List each line below that contains the word "region", copying every such line in full.

━━━━━━

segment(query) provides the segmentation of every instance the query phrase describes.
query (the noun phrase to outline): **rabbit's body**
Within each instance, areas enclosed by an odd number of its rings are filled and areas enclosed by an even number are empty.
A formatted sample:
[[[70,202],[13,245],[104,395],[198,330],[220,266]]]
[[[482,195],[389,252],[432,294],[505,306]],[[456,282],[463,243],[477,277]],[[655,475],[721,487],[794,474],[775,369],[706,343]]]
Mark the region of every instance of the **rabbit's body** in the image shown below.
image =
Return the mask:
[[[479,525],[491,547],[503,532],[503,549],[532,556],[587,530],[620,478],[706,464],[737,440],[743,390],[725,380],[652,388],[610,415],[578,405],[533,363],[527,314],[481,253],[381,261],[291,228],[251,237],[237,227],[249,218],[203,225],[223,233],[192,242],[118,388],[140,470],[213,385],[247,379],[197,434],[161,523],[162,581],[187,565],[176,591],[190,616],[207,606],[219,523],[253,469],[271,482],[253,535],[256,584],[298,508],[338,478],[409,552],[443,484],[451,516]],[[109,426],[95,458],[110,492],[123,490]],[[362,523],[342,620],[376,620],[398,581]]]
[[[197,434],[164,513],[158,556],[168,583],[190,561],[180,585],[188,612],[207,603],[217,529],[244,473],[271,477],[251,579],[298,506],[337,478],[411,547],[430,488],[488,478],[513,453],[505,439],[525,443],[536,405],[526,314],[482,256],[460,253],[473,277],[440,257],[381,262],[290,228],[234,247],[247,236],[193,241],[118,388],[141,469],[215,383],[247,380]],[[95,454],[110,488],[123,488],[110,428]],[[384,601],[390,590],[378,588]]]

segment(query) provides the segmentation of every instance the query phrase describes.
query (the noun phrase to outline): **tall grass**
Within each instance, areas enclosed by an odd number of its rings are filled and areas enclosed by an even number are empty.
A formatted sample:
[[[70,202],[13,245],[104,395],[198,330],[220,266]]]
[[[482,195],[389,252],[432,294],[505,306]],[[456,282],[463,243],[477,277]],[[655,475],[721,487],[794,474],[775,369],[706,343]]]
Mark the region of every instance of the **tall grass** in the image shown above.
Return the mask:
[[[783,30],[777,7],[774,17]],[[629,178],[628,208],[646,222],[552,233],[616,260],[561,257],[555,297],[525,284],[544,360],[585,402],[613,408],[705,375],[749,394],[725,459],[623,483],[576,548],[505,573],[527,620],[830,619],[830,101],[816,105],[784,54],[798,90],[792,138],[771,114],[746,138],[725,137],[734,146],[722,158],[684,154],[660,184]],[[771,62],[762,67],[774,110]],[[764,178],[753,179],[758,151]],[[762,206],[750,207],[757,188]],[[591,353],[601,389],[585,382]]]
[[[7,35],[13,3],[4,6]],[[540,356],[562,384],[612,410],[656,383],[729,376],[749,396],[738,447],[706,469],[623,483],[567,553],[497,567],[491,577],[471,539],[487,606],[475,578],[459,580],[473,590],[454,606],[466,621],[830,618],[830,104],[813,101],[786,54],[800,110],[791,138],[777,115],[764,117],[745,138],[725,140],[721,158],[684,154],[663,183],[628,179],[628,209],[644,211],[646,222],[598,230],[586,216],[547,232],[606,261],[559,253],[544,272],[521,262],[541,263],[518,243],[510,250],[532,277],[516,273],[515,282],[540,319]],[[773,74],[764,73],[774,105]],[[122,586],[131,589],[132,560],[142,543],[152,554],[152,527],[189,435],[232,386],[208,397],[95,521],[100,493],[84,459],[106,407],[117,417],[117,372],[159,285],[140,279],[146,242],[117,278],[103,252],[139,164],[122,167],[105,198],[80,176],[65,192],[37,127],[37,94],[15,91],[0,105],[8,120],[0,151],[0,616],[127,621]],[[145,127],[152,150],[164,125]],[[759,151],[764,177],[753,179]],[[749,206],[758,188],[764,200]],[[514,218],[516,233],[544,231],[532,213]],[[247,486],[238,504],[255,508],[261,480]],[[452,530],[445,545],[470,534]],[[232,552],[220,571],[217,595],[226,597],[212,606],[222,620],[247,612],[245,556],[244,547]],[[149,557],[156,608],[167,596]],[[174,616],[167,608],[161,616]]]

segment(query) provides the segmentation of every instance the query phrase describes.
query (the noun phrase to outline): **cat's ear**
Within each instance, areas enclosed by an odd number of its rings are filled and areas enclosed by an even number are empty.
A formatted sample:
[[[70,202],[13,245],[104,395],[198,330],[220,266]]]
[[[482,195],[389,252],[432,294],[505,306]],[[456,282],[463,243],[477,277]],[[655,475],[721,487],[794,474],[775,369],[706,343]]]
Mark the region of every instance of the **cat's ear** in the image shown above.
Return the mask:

━━━━━━

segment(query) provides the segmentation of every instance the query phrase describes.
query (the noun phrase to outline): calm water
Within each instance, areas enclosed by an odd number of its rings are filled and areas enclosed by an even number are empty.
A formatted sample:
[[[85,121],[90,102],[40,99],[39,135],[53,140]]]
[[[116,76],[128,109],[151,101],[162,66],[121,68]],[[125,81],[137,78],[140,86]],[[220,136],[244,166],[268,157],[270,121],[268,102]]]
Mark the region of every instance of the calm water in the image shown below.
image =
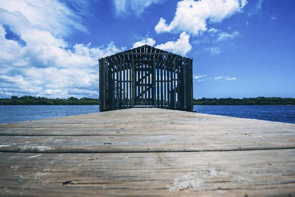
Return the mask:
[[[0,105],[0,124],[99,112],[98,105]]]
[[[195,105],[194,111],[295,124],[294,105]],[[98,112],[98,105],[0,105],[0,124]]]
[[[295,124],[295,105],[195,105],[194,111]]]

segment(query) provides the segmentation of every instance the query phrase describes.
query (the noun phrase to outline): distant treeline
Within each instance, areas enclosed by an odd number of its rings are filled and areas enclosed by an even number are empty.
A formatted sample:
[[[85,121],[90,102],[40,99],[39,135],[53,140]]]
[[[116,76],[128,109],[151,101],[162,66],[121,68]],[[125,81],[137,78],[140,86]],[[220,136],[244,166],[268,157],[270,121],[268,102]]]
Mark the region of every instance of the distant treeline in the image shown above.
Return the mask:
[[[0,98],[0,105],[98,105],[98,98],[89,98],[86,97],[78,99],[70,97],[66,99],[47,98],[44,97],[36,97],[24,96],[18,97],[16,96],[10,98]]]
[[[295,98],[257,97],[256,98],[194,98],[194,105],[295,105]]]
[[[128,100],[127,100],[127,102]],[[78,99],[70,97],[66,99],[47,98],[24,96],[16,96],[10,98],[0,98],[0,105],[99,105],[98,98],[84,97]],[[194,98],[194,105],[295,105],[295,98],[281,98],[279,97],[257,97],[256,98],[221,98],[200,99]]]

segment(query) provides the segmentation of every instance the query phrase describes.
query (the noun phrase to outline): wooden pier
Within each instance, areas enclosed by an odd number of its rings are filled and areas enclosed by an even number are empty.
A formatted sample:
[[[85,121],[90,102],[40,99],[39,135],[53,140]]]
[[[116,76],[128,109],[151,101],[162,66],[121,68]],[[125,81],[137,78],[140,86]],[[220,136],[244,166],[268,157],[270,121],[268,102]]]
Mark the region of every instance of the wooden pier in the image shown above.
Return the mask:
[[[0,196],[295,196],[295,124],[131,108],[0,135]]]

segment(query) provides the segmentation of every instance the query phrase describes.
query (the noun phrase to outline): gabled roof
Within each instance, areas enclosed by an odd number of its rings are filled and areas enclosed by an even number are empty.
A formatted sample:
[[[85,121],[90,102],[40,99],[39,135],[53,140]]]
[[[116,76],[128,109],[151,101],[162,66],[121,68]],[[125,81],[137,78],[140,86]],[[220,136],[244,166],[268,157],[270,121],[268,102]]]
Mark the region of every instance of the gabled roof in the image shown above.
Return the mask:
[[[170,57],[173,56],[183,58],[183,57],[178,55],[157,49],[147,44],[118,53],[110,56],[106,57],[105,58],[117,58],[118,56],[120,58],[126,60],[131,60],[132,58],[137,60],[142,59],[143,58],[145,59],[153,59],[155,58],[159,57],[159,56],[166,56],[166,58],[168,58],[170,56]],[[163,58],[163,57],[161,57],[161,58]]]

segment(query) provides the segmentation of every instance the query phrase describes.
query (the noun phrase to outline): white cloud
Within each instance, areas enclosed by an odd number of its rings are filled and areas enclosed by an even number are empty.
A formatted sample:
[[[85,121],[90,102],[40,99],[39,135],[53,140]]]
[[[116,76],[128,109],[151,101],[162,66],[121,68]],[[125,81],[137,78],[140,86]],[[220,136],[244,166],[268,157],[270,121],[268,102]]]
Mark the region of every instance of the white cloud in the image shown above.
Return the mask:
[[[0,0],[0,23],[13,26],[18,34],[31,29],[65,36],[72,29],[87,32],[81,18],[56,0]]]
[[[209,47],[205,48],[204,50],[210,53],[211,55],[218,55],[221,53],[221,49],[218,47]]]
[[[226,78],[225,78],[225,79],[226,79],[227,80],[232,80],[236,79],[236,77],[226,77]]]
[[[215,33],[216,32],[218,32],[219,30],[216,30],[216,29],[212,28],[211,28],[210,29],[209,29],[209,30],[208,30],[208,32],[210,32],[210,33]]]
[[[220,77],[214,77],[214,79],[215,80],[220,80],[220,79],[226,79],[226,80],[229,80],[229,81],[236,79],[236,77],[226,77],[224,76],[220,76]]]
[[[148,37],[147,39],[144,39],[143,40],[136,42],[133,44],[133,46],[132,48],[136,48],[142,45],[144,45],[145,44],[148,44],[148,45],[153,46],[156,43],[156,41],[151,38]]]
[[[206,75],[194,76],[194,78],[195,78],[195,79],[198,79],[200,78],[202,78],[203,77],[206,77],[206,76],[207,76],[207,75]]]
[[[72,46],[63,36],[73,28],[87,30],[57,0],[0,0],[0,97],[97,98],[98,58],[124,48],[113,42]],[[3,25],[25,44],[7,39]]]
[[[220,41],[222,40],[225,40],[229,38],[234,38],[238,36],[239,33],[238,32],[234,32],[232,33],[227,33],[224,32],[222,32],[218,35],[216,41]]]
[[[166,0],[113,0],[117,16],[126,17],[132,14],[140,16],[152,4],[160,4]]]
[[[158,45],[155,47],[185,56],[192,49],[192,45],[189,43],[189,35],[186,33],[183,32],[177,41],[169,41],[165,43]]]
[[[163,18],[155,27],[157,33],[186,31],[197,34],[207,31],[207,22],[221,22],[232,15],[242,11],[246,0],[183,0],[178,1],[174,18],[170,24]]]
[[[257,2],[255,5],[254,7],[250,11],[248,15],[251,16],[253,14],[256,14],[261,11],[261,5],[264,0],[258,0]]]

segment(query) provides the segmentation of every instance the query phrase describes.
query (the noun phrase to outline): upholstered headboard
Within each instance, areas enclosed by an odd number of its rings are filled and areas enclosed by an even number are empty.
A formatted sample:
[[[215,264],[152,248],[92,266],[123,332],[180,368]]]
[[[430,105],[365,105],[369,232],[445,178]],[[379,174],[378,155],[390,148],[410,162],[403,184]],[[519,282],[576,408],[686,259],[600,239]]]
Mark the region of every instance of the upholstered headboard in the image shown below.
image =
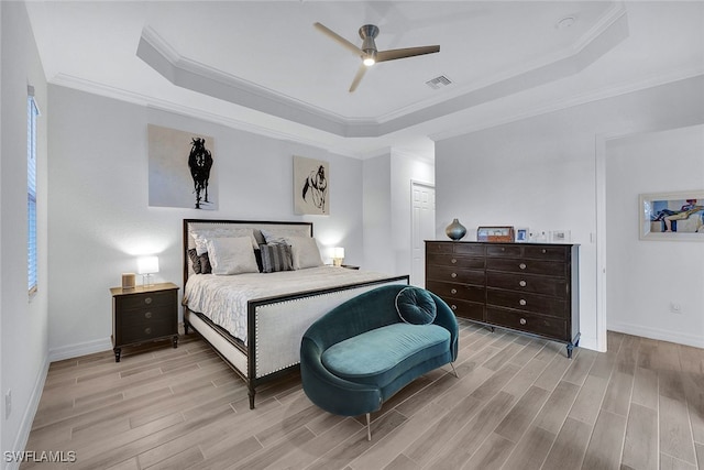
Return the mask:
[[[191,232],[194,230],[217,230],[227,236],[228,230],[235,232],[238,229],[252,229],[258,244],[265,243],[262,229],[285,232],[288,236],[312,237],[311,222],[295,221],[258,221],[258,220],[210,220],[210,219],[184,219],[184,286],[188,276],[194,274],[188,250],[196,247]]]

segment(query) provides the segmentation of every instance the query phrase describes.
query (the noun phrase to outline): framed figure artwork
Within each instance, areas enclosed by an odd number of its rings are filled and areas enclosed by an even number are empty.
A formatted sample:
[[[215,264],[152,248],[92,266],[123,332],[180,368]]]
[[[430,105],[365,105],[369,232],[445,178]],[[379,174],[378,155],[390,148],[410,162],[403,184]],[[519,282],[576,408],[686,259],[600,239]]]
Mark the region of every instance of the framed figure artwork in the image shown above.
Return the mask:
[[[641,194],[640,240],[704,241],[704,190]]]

━━━━━━

■ RESPONSE TO THE TASK:
Mark the region of every instance of the **rabbit's body** in the image shown below.
Mark the region of every instance of the **tall grass** in the image shown above.
Mark the region of every instance of the **cat's ear** in the image shown above.
Mark the region of every instance of the calm water in the image shown below.
Mark the region of every instance of the distant treeline in the image shown above.
Mark the region of every instance of the wooden pier in the image shown above.
Mark the region of every instance of the gabled roof in the image shown above.
Mark the region of every instance of the white cloud in the image shown above.
Mark the region of every instance of the upholstered headboard in the image shown below.
Mark the region of every instance of the framed figure artwork in the image shown above.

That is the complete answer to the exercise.